◆ EXERCISE GOAL
When the line containing "point: the lamp post in this photo" appears in the data below, begin copying there and stop only after the line containing "point: the red and white bus in this photo".

◆ Records from a collection
Segment Open
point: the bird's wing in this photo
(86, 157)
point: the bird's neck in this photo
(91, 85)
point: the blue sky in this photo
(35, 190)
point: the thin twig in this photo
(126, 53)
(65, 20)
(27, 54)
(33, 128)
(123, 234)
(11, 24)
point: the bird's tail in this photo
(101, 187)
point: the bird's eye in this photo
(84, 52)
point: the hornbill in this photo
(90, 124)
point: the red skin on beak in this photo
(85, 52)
Segment Closed
Segment Open
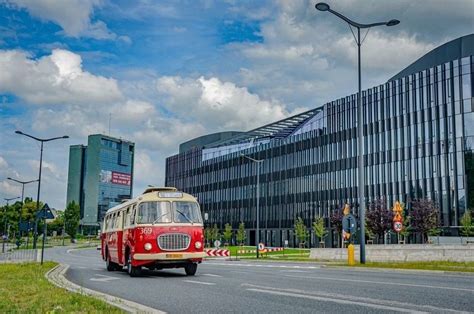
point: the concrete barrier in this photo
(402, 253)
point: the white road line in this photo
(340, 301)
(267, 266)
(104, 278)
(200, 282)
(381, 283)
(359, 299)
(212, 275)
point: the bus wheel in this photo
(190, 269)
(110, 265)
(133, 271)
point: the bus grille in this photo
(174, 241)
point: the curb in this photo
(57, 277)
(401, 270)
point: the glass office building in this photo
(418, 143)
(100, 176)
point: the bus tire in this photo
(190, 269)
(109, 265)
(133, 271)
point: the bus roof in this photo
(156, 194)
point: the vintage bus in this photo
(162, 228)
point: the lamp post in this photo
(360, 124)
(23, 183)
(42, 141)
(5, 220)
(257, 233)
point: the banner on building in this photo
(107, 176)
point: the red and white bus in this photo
Segment Closed
◆ RESULT FOR THIS TASK
point: the lamp post in this photo
(360, 124)
(23, 183)
(42, 141)
(5, 220)
(257, 233)
point: the banner on building in this photo
(107, 176)
point: the red and white bus in this photo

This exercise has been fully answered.